What is being asked => In the rows below, how many lines contain the string "frame"? Case matters. Reply with the number only.

####################

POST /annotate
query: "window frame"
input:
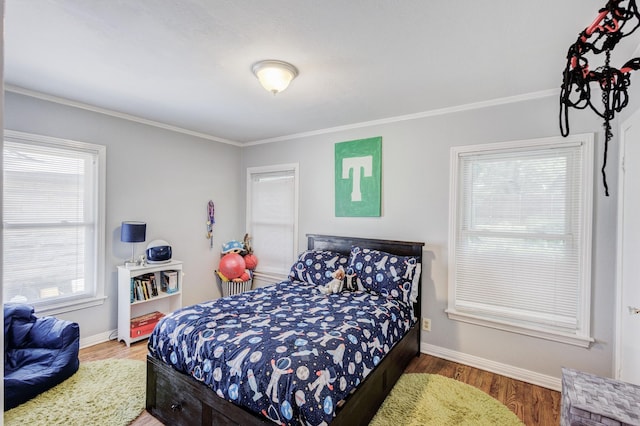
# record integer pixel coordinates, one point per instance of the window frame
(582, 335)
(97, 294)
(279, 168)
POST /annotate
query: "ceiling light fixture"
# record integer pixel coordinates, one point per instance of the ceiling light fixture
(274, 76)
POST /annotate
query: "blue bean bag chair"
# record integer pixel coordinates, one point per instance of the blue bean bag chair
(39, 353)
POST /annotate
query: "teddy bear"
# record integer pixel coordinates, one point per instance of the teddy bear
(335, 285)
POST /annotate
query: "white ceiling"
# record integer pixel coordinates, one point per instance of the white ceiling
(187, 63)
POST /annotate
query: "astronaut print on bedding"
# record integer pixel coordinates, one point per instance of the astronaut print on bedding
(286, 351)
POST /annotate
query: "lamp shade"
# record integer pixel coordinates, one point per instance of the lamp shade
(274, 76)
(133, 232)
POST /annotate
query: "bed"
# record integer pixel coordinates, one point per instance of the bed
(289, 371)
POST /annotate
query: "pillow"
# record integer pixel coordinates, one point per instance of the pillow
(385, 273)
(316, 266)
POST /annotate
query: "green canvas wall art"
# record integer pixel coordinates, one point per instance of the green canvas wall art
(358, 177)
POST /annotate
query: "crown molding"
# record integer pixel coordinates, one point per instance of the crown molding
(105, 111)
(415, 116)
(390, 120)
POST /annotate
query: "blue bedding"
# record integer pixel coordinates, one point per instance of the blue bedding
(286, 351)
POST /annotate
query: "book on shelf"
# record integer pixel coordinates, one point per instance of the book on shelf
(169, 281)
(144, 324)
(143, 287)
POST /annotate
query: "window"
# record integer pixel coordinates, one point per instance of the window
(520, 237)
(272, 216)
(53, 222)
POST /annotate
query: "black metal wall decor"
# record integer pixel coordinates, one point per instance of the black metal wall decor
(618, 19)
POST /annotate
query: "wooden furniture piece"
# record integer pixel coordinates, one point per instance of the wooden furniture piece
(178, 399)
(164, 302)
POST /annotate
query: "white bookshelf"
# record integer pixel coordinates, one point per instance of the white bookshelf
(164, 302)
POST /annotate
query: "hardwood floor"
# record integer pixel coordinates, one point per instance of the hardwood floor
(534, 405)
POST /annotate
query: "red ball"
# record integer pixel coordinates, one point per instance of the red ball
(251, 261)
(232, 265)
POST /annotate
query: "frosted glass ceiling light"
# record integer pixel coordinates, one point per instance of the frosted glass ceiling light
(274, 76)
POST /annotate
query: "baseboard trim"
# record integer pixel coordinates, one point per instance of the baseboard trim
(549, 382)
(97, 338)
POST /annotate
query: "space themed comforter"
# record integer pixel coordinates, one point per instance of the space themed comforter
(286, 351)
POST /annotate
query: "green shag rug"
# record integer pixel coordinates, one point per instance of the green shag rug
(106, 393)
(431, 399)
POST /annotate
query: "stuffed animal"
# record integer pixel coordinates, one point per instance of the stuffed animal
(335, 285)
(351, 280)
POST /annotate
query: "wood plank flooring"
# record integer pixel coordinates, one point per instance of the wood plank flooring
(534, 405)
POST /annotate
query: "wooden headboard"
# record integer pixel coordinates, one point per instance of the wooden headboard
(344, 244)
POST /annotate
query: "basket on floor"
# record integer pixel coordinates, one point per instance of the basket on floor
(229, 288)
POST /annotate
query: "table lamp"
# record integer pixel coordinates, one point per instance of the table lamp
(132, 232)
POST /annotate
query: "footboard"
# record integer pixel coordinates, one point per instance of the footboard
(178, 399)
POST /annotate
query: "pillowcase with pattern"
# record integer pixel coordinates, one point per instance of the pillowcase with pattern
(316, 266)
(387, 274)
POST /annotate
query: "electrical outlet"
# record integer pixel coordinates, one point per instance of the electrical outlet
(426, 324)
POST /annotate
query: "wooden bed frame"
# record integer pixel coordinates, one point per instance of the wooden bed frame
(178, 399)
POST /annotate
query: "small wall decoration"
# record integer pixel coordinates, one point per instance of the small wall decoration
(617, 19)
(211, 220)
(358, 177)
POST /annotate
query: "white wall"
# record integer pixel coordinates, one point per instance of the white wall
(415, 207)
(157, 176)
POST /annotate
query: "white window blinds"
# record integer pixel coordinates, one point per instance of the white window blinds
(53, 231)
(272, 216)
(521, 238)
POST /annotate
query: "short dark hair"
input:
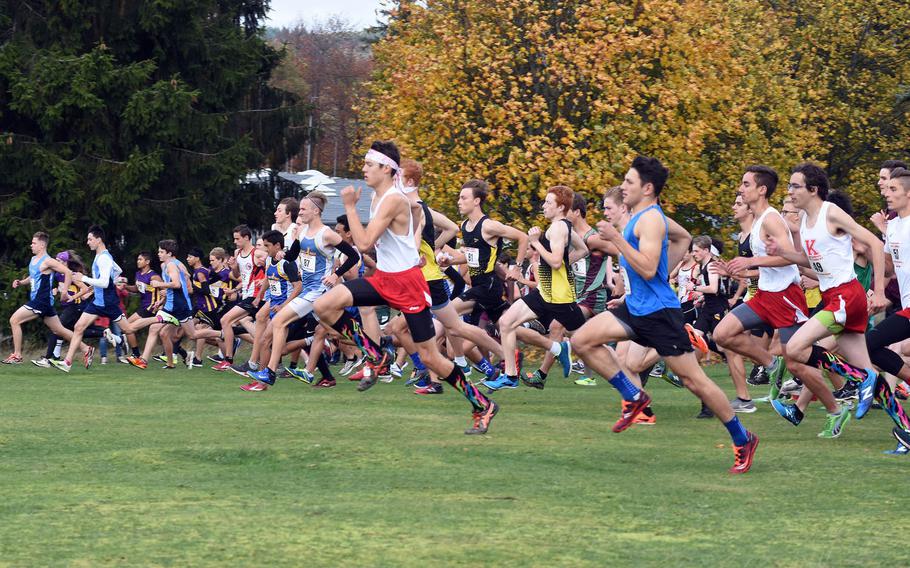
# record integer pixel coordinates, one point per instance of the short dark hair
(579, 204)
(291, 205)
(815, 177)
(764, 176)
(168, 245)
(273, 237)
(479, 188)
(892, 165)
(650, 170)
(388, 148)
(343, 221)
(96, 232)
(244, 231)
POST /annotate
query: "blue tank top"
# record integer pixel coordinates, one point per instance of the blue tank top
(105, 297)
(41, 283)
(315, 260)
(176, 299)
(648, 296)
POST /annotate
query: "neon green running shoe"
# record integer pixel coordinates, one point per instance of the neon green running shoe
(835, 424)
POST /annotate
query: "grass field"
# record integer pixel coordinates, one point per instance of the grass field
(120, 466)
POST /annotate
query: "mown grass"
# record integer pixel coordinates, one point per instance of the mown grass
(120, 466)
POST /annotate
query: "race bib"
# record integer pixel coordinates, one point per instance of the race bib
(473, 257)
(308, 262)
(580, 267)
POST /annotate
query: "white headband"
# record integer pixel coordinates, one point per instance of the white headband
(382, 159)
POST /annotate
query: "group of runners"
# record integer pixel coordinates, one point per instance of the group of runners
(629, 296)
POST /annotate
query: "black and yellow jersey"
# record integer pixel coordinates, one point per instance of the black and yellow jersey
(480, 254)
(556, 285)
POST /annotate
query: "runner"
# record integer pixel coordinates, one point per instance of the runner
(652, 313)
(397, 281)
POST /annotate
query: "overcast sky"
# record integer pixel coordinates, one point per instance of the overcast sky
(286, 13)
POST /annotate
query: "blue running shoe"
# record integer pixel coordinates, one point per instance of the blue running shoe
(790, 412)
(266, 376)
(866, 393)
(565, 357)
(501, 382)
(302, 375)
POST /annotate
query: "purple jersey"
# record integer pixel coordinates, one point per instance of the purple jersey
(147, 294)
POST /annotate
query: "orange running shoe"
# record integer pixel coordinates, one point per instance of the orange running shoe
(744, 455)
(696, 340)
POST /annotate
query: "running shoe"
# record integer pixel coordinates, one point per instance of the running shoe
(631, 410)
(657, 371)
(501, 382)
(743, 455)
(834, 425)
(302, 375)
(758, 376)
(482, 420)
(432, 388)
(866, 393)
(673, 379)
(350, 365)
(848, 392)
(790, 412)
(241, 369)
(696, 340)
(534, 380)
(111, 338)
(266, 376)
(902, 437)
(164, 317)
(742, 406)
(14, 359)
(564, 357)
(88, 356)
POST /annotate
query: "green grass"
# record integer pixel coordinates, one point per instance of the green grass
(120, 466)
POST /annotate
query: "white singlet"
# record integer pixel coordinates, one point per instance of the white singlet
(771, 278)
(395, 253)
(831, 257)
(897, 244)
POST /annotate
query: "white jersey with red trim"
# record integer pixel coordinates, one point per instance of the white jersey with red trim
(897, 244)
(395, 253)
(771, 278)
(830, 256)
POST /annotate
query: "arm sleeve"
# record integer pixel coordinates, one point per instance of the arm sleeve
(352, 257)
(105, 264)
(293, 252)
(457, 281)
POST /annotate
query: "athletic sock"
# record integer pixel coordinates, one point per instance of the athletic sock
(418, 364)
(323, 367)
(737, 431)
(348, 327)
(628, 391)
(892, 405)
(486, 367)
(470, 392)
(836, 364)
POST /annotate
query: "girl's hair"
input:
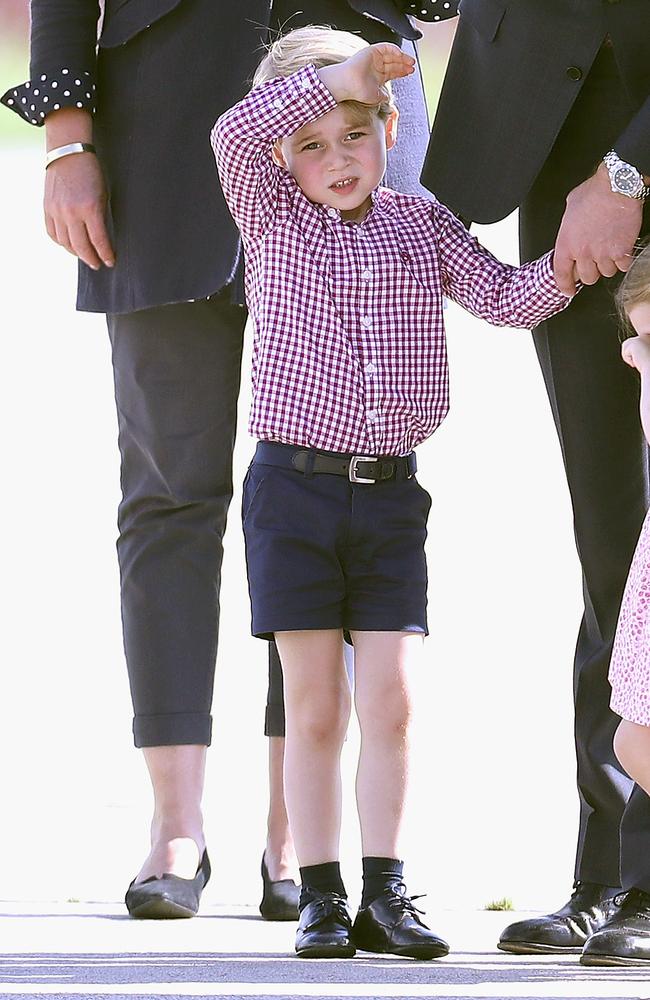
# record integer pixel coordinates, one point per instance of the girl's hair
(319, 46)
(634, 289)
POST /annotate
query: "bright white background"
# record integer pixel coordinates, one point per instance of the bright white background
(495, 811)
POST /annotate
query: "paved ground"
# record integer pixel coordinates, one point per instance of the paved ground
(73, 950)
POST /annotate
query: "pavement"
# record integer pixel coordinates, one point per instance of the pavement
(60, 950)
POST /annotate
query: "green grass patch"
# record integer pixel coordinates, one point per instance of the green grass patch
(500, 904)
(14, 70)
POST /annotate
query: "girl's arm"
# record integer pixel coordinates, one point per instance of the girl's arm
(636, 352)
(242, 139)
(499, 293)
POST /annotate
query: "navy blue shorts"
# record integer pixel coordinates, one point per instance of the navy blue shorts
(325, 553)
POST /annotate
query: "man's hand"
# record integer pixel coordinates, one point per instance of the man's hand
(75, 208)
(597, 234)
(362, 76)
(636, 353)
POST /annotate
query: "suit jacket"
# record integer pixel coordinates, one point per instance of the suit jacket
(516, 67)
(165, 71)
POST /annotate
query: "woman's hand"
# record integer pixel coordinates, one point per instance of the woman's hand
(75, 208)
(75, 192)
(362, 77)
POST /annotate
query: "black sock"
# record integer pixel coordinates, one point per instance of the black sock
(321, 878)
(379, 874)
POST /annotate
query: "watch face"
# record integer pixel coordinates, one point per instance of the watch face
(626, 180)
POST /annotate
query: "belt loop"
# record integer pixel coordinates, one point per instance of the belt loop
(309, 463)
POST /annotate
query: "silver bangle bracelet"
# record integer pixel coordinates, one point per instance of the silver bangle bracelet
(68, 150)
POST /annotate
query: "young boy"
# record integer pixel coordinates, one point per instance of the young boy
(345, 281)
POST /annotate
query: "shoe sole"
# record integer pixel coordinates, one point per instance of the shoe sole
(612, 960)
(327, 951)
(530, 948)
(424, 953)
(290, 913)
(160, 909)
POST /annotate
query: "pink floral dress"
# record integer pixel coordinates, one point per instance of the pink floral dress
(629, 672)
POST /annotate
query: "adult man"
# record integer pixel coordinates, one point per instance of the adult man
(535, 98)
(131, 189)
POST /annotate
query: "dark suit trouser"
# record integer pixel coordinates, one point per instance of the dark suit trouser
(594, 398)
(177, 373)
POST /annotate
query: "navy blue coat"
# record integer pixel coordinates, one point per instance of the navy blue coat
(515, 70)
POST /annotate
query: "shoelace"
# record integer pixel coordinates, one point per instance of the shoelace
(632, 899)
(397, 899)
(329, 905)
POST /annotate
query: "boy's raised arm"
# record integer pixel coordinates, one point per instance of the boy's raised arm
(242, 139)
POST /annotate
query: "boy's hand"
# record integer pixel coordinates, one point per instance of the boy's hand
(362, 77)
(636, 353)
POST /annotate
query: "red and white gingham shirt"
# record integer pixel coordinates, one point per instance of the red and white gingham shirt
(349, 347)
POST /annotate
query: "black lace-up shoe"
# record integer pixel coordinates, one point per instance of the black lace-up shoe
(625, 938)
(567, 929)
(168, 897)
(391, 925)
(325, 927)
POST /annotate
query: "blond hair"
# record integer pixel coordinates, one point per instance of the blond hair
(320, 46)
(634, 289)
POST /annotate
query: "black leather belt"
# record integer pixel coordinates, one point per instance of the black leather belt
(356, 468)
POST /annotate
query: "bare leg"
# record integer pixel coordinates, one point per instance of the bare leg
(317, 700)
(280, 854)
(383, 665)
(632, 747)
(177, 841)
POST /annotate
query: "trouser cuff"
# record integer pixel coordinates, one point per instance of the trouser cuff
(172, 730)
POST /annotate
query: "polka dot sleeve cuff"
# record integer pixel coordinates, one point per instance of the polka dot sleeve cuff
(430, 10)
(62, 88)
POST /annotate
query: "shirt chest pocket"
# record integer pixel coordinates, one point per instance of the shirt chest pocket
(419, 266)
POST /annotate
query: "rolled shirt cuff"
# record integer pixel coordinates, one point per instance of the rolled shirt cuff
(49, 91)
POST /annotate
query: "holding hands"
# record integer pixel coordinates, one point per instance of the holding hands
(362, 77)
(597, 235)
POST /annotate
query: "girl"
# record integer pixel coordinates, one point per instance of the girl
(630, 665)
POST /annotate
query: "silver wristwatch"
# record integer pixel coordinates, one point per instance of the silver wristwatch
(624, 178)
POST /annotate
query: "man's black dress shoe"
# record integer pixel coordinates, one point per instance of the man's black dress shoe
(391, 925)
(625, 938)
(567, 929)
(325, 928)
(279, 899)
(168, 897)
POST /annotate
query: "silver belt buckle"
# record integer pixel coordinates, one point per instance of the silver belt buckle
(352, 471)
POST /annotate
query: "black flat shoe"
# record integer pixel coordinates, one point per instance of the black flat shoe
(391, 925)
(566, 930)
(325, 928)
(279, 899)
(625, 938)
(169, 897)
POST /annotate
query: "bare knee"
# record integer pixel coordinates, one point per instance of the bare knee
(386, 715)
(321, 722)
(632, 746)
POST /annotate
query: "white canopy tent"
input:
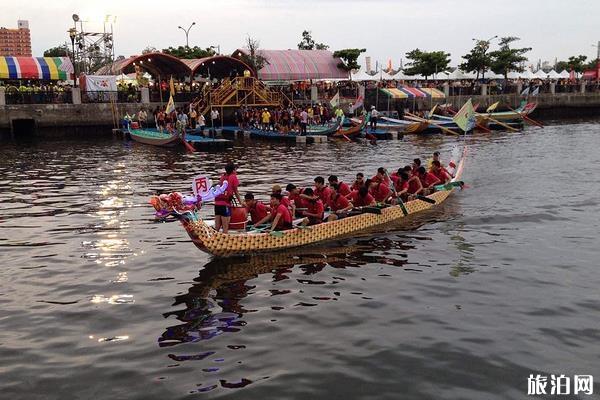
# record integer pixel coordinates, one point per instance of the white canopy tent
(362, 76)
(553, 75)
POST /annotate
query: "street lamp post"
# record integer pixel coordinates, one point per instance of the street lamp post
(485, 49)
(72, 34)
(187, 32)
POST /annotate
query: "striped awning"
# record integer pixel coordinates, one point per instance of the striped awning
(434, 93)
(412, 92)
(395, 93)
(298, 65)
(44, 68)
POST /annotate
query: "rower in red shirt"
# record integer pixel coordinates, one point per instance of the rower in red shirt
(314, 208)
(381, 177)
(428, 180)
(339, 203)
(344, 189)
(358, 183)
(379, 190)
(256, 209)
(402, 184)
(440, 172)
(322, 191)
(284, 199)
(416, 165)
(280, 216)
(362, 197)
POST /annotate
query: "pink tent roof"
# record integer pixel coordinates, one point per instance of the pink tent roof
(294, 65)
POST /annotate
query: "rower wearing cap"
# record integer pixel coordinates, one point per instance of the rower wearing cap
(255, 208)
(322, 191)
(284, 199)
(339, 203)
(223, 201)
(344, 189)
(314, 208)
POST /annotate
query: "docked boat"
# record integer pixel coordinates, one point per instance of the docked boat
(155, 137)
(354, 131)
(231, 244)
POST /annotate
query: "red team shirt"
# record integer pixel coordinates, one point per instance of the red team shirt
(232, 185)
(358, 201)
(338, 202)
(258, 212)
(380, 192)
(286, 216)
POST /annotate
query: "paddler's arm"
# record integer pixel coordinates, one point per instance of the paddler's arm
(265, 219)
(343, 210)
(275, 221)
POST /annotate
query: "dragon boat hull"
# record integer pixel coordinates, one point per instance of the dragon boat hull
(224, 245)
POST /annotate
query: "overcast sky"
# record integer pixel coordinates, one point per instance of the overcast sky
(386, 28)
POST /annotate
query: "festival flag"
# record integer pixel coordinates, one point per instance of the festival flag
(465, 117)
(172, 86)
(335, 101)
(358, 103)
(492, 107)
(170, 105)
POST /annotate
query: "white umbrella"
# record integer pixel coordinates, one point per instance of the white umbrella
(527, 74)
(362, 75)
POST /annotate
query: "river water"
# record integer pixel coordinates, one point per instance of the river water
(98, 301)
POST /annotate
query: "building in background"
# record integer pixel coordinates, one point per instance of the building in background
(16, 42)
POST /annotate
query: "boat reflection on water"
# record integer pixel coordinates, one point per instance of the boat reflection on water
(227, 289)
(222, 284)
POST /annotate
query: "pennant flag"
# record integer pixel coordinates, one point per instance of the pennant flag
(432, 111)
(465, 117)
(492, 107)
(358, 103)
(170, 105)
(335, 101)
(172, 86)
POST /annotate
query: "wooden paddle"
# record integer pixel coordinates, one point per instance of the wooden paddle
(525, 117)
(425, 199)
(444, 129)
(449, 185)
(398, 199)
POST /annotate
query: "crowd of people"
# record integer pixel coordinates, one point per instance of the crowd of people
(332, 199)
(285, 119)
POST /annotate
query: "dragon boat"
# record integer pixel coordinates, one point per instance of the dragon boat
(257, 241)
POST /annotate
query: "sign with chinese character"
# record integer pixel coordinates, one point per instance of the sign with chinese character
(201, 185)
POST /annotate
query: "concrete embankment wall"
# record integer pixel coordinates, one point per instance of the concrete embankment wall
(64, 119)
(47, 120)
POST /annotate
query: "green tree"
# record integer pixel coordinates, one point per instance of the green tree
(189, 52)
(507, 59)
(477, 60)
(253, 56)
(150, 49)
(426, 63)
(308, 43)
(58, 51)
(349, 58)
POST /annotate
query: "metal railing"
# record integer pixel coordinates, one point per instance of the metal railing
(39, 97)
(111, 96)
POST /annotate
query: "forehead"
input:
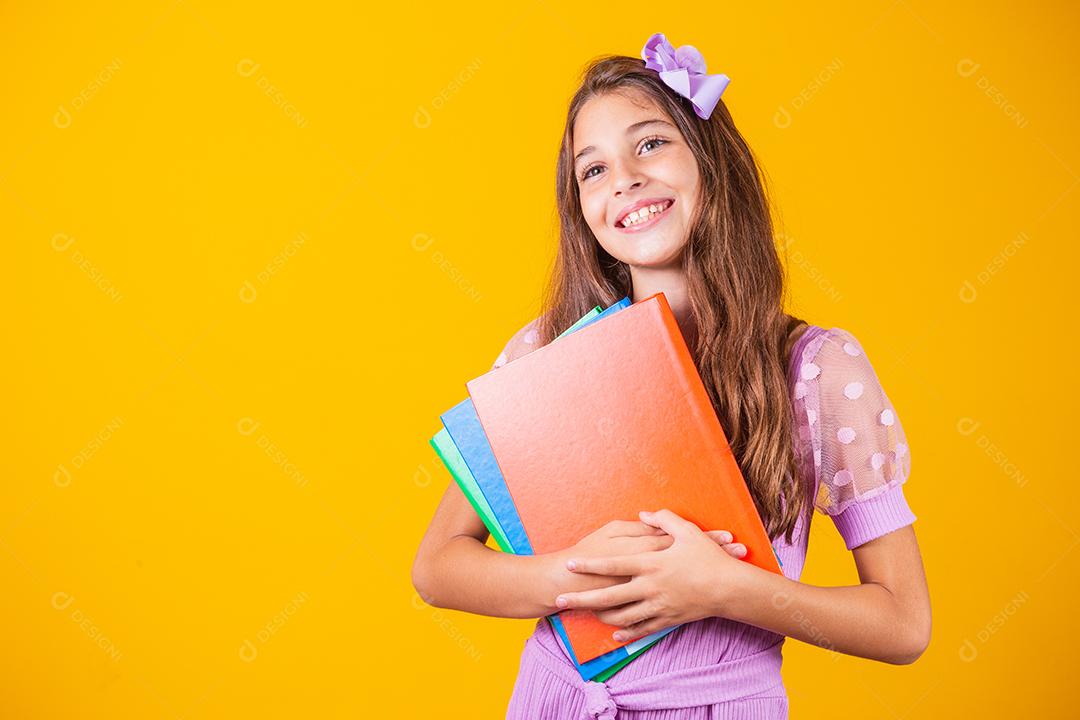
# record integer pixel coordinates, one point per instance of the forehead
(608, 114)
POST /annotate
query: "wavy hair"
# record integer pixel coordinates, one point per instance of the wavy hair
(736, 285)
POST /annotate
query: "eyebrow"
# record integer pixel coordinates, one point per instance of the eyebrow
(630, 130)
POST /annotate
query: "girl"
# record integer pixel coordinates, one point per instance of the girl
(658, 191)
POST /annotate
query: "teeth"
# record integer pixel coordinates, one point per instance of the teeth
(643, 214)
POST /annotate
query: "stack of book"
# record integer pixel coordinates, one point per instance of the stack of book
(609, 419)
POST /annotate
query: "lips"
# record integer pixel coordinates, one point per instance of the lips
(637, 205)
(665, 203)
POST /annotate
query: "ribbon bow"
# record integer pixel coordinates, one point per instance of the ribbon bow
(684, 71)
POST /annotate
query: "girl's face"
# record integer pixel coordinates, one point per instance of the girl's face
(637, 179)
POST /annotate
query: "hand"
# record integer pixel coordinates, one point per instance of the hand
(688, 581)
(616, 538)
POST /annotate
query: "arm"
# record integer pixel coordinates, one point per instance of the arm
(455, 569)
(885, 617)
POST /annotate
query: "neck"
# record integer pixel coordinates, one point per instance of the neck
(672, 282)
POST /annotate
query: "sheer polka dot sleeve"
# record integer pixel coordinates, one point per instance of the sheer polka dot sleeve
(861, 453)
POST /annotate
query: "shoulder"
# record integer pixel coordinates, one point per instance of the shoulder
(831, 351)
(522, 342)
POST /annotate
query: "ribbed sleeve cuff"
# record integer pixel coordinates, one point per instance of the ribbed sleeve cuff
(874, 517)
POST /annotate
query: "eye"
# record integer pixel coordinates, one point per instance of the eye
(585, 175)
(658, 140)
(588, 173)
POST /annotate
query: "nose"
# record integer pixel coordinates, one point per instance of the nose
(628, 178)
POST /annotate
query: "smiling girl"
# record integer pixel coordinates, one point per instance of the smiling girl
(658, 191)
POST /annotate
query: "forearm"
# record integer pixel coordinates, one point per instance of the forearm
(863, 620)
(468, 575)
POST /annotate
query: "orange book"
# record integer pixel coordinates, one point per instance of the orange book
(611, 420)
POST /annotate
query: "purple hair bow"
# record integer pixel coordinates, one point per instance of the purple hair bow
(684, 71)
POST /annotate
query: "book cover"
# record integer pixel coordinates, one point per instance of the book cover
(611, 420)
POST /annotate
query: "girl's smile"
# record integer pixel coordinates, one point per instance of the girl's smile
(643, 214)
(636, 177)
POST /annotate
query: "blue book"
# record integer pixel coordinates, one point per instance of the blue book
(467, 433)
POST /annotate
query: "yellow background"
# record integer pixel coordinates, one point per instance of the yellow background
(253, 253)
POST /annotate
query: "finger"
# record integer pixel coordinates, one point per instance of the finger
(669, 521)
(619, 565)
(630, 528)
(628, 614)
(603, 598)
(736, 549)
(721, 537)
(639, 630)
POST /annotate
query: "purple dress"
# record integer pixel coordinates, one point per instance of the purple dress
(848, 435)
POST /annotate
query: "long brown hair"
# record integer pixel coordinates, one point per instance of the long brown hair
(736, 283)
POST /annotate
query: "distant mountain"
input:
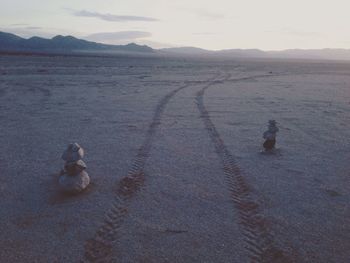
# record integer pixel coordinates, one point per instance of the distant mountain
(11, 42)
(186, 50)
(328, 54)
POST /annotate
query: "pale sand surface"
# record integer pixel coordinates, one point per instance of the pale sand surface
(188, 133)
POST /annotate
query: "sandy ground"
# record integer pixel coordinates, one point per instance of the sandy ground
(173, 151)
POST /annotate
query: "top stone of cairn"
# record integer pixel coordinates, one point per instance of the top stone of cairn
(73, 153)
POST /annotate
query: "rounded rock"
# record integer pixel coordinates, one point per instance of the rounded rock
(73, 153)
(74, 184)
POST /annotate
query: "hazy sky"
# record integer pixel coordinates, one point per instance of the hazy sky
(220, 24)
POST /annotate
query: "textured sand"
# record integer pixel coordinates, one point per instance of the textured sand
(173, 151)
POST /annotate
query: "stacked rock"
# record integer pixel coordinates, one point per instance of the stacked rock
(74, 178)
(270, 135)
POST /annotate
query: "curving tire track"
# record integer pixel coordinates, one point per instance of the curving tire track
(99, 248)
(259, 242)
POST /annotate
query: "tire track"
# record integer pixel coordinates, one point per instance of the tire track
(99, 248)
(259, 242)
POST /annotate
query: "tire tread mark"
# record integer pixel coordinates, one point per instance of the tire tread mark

####################

Solution to this task => 4